Excerpt from a dataset
______
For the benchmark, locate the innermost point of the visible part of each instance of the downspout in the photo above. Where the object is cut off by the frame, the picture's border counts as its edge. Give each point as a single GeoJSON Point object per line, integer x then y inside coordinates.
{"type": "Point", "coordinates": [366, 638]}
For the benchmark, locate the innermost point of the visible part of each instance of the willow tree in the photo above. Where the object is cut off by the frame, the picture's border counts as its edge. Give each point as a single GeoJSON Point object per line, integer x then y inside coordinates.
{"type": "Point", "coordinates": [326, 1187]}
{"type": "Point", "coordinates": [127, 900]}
______
Rescale the rows above by rewriting all of them, requests included, with each coordinate in the answers multiplied by 1.4 and rounded to a whole number, halves going up.

> [ANSWER BELOW]
For the benchmark, locate the innermost point of the visible part of each instance of the downspout in the photo above. Where the object is cut off by the frame, the picture's border counts as its edge. Give each point as a single GeoJSON Point object per line, integer x then y inside coordinates.
{"type": "Point", "coordinates": [512, 893]}
For the benchmark, locate the innermost point of the visible part of each instance of the willow tree in the photo above. Where the object is cut off by the frame, the picture's border counts as its edge. Give each point as a single GeoJSON Point object per line, integer x then y inside coordinates.
{"type": "Point", "coordinates": [456, 1662]}
{"type": "Point", "coordinates": [178, 1260]}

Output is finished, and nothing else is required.